* START Reading text *

This is an automated email from the ASF dual-hosted git repository.
wangzhen pushed a commit to branch main
in repository https://gitbox.apache.org/repos/asf/datafusion-comet.git
The following commit(s) were added to refs/heads/main by this push:
new 726c4b77a fix: format decimal to string when casting decimal with
overflow (#2916)
726c4b77a is described below
commit 726c4b77af7fa964f677388114df74f12ddcfdb1
Author: Manu Zhang <[email protected]>
AuthorDate: Mon Jan 5 13:35:44 2026 +0800
fix: format decimal to string when casting decimal with overflow (#2916)
---
native/spark-expr/src/conversion_funcs/cast.rs | 59 +++++++++++++++++++---
.../scala/org/apache/comet/CometCastSuite.scala | 20 ++++++++
2 files changed, 72 insertions(+), 7 deletions(-)
diff --git a/native/spark-expr/src/conversion_funcs/cast.rs
b/native/spark-expr/src/conversion_funcs/cast.rs
index 501191708..a2e12168d 100644
--- a/native/spark-expr/src/conversion_funcs/cast.rs
+++ b/native/spark-expr/src/conversion_funcs/cast.rs
@@ -685,11 +685,18 @@ macro_rules! cast_decimal_to_int16_down {
.map(|value| match value {
Some(value) => {
let divisor = 10_i128.pow($scale as u32);
- let (truncated, decimal) = (value / divisor, (value %
divisor).abs());
+ let truncated = value / divisor;
let is_overflow = truncated.abs() > i32::MAX.into();
if is_overflow {
return Err(cast_overflow(
- &format!("{}.{}BD", truncated, decimal),
+ &format!(
+ "{}BD",
+ format_decimal_str(
+ &value.to_string(),
+ $precision as usize,
+ $scale
+ )
+ ),
&format!("DECIMAL({},{})", $precision, $scale),
$dest_type_str,
));
@@ -698,7 +705,14 @@ macro_rules! cast_decimal_to_int16_down {
<$rust_dest_type>::try_from(i32_value)
.map_err(|_| {
cast_overflow(
- &format!("{}.{}BD", truncated, decimal),
+ &format!(
+ "{}BD",
+ format_decimal_str(
+ &value.to_string(),
+ $precision as usize,
+ $scale
+ )
+ ),
&format!("DECIMAL({},{})", $precision,
$scale),
$dest_type_str,
)
@@ -748,11 +762,18 @@ macro_rules! cast_decimal_to_int32_up {
.map(|value| match value {
Some(value) => {
let divisor = 10_i128.pow($scale as u32);
- let (truncated, decimal) = (value / divisor, (value %
divisor).abs());
+ let truncated = value / divisor;
let is_overflow = truncated.abs() >
$max_dest_val.into();
if is_overflow {
return Err(cast_overflow(
- &format!("{}.{}BD", truncated, decimal),
+ &format!(
+ "{}BD",
+ format_decimal_str(
+ &value.to_string(),
+ $precision as usize,
+ $scale
+ )

* END Reading text *

Exercise
How many insertions and deletions does the commit email report in total? The items that follow have no connection to the commit email.

* START Data supplied *

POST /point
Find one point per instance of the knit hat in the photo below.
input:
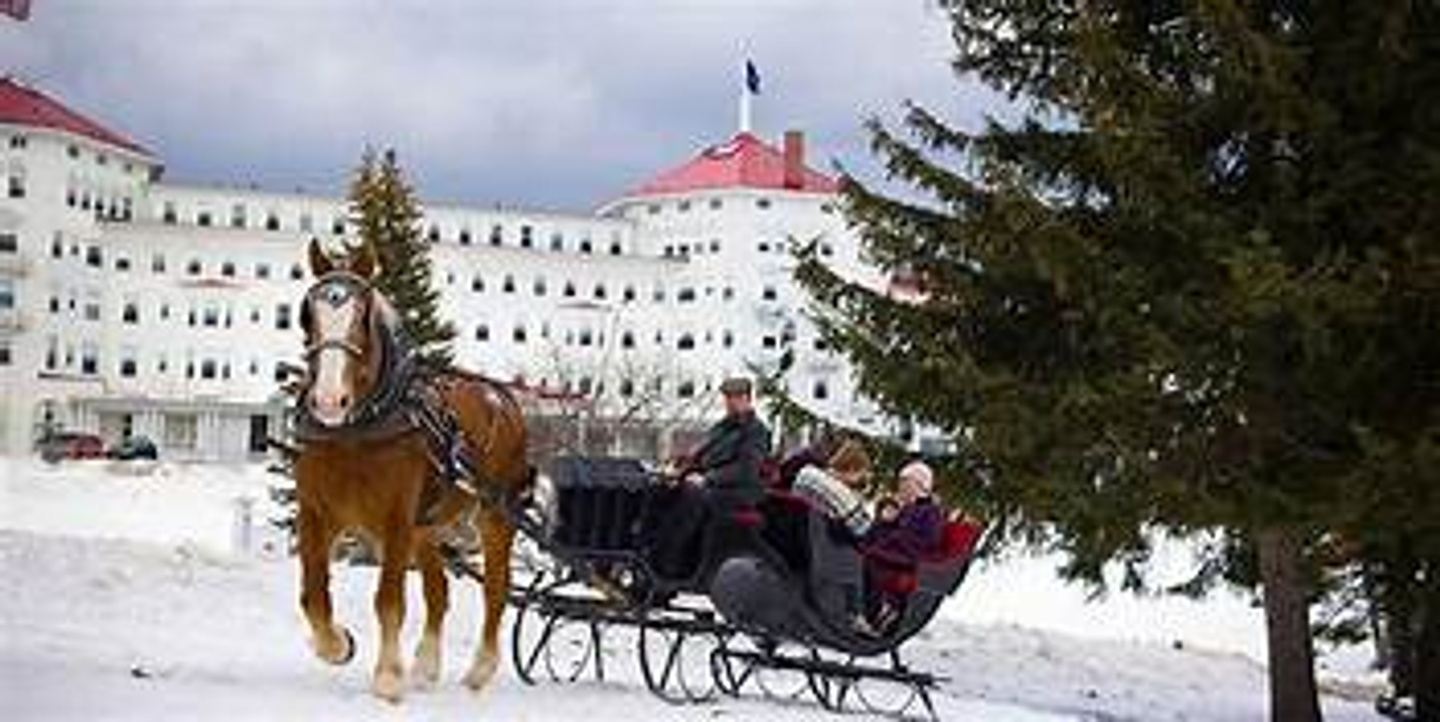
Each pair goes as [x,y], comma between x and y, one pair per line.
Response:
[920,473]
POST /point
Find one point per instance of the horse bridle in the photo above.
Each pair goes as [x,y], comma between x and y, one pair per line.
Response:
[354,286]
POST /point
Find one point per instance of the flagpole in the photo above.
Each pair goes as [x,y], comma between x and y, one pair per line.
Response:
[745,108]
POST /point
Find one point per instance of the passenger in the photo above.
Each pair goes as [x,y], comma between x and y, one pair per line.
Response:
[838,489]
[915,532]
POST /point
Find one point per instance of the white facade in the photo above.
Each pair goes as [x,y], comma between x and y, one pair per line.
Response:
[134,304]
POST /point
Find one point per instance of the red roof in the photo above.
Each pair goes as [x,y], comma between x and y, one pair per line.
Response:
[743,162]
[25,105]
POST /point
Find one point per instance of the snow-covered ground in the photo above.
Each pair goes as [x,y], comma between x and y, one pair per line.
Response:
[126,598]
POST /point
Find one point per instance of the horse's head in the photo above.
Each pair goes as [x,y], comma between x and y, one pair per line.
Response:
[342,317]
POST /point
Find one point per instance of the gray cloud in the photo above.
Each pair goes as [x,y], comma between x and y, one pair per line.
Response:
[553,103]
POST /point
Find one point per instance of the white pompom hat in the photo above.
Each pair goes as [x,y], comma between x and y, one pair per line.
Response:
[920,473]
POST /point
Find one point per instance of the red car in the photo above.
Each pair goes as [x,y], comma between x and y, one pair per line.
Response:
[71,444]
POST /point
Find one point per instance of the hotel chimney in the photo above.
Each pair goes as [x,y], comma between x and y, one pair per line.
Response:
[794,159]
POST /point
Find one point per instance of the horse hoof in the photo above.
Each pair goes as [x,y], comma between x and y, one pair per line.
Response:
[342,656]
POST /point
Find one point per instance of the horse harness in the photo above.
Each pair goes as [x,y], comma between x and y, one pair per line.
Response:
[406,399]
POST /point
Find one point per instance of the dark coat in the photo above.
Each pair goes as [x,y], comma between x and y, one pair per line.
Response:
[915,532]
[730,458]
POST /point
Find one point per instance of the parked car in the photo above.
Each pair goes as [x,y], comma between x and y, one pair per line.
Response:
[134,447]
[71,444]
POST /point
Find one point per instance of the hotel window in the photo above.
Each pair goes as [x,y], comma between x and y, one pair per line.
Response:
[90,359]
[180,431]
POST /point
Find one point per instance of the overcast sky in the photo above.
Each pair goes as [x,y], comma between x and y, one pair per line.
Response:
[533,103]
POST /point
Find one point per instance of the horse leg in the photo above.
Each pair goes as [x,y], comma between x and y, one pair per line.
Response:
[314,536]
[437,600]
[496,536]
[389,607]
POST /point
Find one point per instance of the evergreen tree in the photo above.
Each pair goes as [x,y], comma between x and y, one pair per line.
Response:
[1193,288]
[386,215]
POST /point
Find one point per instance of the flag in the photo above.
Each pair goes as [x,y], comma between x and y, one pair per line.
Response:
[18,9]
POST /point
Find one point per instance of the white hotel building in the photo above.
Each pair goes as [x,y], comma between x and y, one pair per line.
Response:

* END Data supplied *

Task answer
72 insertions and 7 deletions.